▶ [PROBLEM DETAILS]: Below is some data; print it all back exactly.

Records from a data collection

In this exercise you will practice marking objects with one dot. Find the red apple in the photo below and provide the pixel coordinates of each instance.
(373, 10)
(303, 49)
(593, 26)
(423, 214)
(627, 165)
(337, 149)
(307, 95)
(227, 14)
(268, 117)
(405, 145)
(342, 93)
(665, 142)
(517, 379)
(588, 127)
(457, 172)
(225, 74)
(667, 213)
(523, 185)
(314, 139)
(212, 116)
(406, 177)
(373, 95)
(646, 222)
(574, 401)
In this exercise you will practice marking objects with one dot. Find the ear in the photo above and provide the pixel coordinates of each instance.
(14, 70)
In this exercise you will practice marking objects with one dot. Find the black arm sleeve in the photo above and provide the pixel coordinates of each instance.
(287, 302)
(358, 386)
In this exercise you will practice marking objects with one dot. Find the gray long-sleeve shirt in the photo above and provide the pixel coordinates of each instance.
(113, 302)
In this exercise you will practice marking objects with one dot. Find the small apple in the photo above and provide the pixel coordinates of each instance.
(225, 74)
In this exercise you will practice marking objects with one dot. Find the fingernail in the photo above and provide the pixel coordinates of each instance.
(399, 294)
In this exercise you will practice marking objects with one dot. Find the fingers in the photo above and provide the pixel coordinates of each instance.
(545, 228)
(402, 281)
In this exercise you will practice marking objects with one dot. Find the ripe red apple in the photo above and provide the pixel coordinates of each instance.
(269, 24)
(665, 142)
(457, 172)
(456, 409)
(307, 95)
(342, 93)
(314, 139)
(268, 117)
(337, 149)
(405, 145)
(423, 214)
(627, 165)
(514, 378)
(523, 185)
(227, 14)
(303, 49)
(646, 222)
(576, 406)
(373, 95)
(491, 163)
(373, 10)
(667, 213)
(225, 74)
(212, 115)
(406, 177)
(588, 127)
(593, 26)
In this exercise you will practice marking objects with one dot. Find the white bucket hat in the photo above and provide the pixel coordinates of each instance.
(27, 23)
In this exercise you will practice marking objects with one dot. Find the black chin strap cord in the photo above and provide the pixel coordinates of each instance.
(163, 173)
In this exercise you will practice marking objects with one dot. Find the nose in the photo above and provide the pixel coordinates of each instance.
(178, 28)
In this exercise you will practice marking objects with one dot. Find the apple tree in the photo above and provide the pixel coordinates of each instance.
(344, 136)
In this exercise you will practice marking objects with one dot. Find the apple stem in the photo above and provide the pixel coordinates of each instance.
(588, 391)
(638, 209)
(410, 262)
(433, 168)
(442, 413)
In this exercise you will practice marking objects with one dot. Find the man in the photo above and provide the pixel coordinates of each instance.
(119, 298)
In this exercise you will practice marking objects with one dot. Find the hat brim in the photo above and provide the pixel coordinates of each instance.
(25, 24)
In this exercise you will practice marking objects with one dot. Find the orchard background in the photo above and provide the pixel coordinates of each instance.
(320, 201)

▶ [EXPECTED ANSWER]:
In this exercise you will practice marking objects with one dot. Find the red apple in the photo below and provide the pixel coordinates of each instance.
(373, 10)
(303, 49)
(593, 26)
(423, 214)
(627, 165)
(337, 149)
(307, 95)
(227, 14)
(268, 117)
(405, 145)
(342, 93)
(665, 142)
(517, 379)
(588, 127)
(457, 172)
(225, 74)
(667, 213)
(523, 185)
(314, 139)
(212, 116)
(406, 177)
(373, 95)
(646, 222)
(574, 401)
In this exercise you will practice marking objects with one dot. Find the ear in the photo above and provide the pixel coordinates of each instance.
(14, 70)
In this exercise you will practice marking objects with one dot. Find the black arm sleeve in the photo above and provide the pixel coordinates of each instance.
(287, 302)
(358, 386)
In this exercise you will practice marking objects with one dot. Find the gray long-sleeve shirt in the photo above and provide the pixel coordinates of each instance.
(113, 302)
In this exercise you will practice marking objects with one dot. Find the small apple in the photo above and provide the pixel coordinates of each instance.
(225, 74)
In this exercise you will practice marking objects with one dot. Find the fingernail in the photo above and provide the pixel coordinates of each instance.
(399, 294)
In this exercise you will practice marking objects with one dot. Find the fingers in the photo above and provide the pixel coordinates of each instance.
(545, 228)
(402, 281)
In this exercise you will practice marking objects with one dot. Find the ripe red apple in the photo above and provide the pixel coordinates of each instance.
(269, 24)
(665, 142)
(457, 172)
(456, 409)
(307, 95)
(342, 93)
(314, 139)
(268, 117)
(337, 149)
(405, 145)
(423, 214)
(627, 165)
(514, 378)
(523, 185)
(227, 14)
(303, 49)
(646, 222)
(576, 406)
(373, 95)
(491, 163)
(373, 10)
(667, 213)
(225, 74)
(212, 115)
(406, 177)
(588, 127)
(593, 26)
In this exercise you will practice marking objects with one dot. Find the white bucket hat in the photo above and provide the pixel coordinates of each instance.
(27, 23)
In this exercise you will practice marking objects with one dot. Find the black chin strap cord in the photo above and provide the pixel coordinates of each instance.
(163, 173)
In this exercise you will practice marking objects with one dot. Find the nose in the photo above and provide the pixel coordinates of each instance.
(178, 28)
In this exercise you will practice marking objects with one dot. Find the apple tree in the photo above and provide the pixel coordinates of each instance.
(344, 136)
In this exercise you will practice marking objects with one dot. Find the apple stem in the photo above and provide the pixel coordinates of each instance.
(588, 391)
(638, 209)
(410, 262)
(433, 168)
(442, 413)
In this exercise you will practice marking objects with one dot. Find the man in the photo above and provide the pixel coordinates of each instance.
(119, 298)
In this exercise you will practice marking objects with one dot. Find the hat brim in the photo above and provide the pixel coordinates of each instance.
(25, 24)
In this exercise you will practice marking objects with one dot. Find the orchard background in the photo above and provide the pixel coordinates of each instance.
(320, 201)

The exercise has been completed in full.